Exercise directions
Put everything from the line of the data containing "In the image provided above, tightly box each silver" down to the line containing "[90,127,130,148]", both included, into a JSON list of strings, one string per line, with blank lines left out.

╭──

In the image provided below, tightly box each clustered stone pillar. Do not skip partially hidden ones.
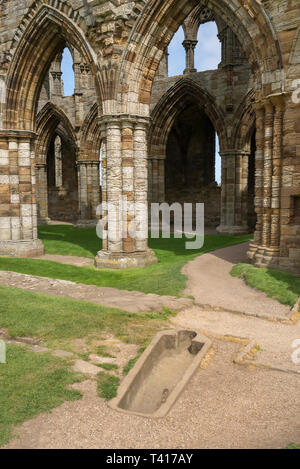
[182,39,198,74]
[76,160,100,228]
[217,150,250,235]
[35,163,50,225]
[95,115,157,269]
[0,131,44,257]
[149,156,166,203]
[248,94,285,268]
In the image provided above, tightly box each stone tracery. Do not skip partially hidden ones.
[0,0,300,271]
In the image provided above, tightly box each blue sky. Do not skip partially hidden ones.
[62,22,221,182]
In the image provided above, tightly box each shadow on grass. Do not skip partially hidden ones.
[231,263,300,307]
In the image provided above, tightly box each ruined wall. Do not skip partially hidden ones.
[0,0,300,271]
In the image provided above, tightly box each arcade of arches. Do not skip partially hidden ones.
[0,0,300,273]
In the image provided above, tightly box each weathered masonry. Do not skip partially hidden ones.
[0,0,300,273]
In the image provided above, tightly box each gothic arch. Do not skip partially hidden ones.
[36,102,77,164]
[4,2,100,131]
[119,0,284,115]
[149,78,227,158]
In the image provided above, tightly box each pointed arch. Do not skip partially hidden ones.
[4,2,100,131]
[118,0,284,115]
[35,102,78,164]
[149,78,228,158]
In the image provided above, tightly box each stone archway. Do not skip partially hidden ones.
[93,0,286,266]
[149,78,228,226]
[0,2,100,257]
[35,103,78,224]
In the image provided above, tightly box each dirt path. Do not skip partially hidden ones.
[6,340,300,449]
[35,254,94,267]
[183,243,291,318]
[0,271,193,313]
[0,244,300,449]
[172,307,300,374]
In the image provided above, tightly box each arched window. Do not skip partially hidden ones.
[215,133,222,186]
[195,21,222,72]
[61,47,75,96]
[54,135,63,187]
[168,27,185,77]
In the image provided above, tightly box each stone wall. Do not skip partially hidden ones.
[0,0,300,272]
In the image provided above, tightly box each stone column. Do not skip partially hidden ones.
[75,160,100,228]
[0,130,44,257]
[95,115,157,269]
[248,94,285,268]
[149,157,166,203]
[35,163,50,225]
[217,150,250,235]
[182,39,198,74]
[270,95,285,250]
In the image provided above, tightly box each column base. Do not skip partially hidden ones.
[0,239,45,257]
[37,218,51,226]
[95,249,158,270]
[247,244,280,269]
[217,225,252,236]
[74,220,98,228]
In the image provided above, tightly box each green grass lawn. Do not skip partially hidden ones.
[0,345,81,446]
[231,263,300,307]
[0,286,172,349]
[0,286,176,446]
[38,225,101,259]
[0,225,251,296]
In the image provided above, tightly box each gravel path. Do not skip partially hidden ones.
[183,243,291,318]
[0,244,300,449]
[6,341,300,449]
[172,307,300,373]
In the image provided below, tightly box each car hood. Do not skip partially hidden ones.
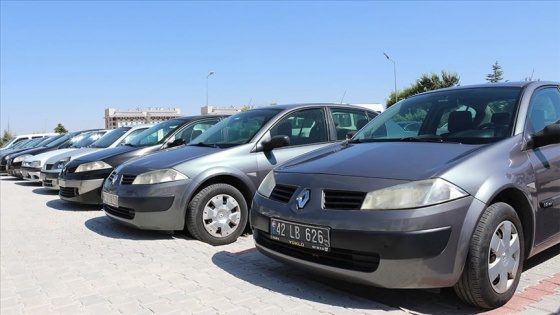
[24,148,78,164]
[45,148,103,164]
[71,145,140,163]
[121,146,223,173]
[277,142,483,181]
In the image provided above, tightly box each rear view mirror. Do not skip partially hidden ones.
[527,123,560,150]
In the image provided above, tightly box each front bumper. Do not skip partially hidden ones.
[250,188,485,288]
[58,178,105,205]
[39,170,60,190]
[21,167,41,183]
[102,180,190,231]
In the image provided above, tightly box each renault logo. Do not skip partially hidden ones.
[296,189,310,209]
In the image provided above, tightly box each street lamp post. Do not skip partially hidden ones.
[383,53,398,103]
[206,71,214,107]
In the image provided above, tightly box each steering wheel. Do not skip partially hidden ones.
[476,123,498,130]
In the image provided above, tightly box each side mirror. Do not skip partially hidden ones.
[527,123,560,150]
[167,139,186,148]
[261,135,290,151]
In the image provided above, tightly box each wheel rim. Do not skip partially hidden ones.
[488,221,521,293]
[202,194,241,237]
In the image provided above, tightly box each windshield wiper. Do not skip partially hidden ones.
[189,142,219,148]
[399,137,443,142]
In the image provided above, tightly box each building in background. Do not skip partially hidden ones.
[200,106,246,115]
[105,107,181,129]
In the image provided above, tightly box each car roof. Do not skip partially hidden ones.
[418,81,560,95]
[247,103,375,112]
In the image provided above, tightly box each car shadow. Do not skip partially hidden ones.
[523,244,560,272]
[16,179,42,187]
[32,188,58,196]
[84,215,194,241]
[0,175,24,182]
[212,245,560,314]
[46,199,102,211]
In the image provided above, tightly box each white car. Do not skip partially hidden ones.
[21,130,110,182]
[40,124,153,190]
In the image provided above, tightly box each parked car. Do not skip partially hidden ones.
[249,82,560,308]
[0,132,58,151]
[39,124,153,190]
[58,115,227,204]
[21,129,109,183]
[103,104,377,245]
[0,134,62,174]
[6,129,98,179]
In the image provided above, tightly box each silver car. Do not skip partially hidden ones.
[102,104,377,245]
[251,82,560,308]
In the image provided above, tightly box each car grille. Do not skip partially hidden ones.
[270,185,297,203]
[43,179,54,187]
[255,230,380,272]
[323,190,366,210]
[59,187,78,198]
[103,203,135,220]
[121,174,136,185]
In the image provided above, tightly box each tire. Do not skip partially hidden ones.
[185,184,248,246]
[454,202,525,309]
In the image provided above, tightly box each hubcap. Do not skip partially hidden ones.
[202,194,241,237]
[488,221,521,293]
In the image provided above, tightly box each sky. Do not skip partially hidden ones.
[0,0,560,134]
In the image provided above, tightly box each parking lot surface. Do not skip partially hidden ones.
[0,176,560,315]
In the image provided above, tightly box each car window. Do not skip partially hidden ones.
[270,108,328,146]
[525,88,560,133]
[120,128,148,145]
[175,118,224,143]
[355,88,521,144]
[194,106,280,147]
[128,119,185,147]
[331,108,370,140]
[90,127,130,148]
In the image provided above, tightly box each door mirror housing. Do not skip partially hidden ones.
[527,123,560,150]
[261,135,290,151]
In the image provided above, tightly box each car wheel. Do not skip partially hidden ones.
[454,202,525,309]
[185,184,248,246]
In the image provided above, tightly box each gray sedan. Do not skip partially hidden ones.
[103,104,377,245]
[251,82,560,308]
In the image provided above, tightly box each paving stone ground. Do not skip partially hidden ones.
[0,176,560,315]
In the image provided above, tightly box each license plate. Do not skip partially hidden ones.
[103,192,119,208]
[270,218,330,252]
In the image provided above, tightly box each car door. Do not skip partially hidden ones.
[255,107,334,181]
[525,87,560,246]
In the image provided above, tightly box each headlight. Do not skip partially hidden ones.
[75,161,113,173]
[12,154,33,163]
[362,178,468,210]
[257,171,276,198]
[132,169,188,185]
[51,157,70,170]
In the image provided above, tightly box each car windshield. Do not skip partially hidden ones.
[37,134,64,147]
[45,131,79,148]
[189,107,280,148]
[90,127,131,148]
[70,130,107,148]
[352,87,521,144]
[127,119,185,147]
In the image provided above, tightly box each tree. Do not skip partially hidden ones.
[385,70,460,108]
[486,61,504,83]
[0,130,14,147]
[54,123,68,133]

╰──

Solved problem
[
  "In the image provided above, tightly box each silver car. Do not skip partially hidden ones.",
  "[102,104,377,245]",
  "[251,82,560,308]",
  "In the image provided above, tightly box each car grille. Do not skip partially hidden ones.",
  "[270,185,297,203]",
  "[43,179,54,187]",
  "[255,230,380,272]",
  "[323,190,366,210]",
  "[59,187,78,198]",
  "[103,203,135,220]",
  "[121,174,136,185]",
  "In the image provided above, tightly box each tire. Do not skip partially hidden ones.",
  "[185,184,248,246]",
  "[454,202,525,309]",
  "In the image provided above, tightly box each hubcap. Do not skip partially hidden ones.",
  "[202,194,241,237]",
  "[488,221,521,293]",
  "In the image provided above, tightly box each sky. Do not skip partially hidden ones.",
  "[0,0,560,134]",
  "In the image provided above, tightly box each parking lot surface. Do not skip partially hidden ones.",
  "[0,176,560,315]",
  "In the image provided above, tightly box each car window. Do not skip partially hidden ones.",
  "[270,108,328,146]",
  "[525,88,560,133]",
  "[120,128,148,145]",
  "[175,118,224,143]",
  "[355,88,521,144]",
  "[194,106,280,147]",
  "[128,119,185,147]",
  "[331,108,370,140]",
  "[90,127,130,148]"
]